YOUR OBJECTIVE
Reproduce the records below word for word, keeping every line unchanged.

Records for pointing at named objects

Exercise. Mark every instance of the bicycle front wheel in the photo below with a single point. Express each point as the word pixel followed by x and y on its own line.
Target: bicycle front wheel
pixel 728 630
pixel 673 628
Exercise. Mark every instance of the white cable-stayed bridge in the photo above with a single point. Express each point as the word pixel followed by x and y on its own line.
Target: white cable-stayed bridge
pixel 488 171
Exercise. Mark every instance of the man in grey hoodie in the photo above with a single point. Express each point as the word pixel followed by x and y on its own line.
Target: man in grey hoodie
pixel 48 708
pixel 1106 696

WORKED SOLUTION
Exercise. Mark every instance of the bicycle front wheel in the photo below with a single point. Express each point as the word pixel followed by x and y on its own line.
Target: bicycle front wheel
pixel 728 630
pixel 673 628
Exercise. Mark every instance of the white cable-stayed bridge in the photo above with a single point. Express each point as the word pixel followed by x and y on its own line.
Target: white cable-stayed bridge
pixel 488 171
Exercise. Mark every instance of the man in grey hoodie in the photo above with a single point. Express each point as the word pixel followed by x and y on its own line.
Target: man in grey hoodie
pixel 48 708
pixel 1106 696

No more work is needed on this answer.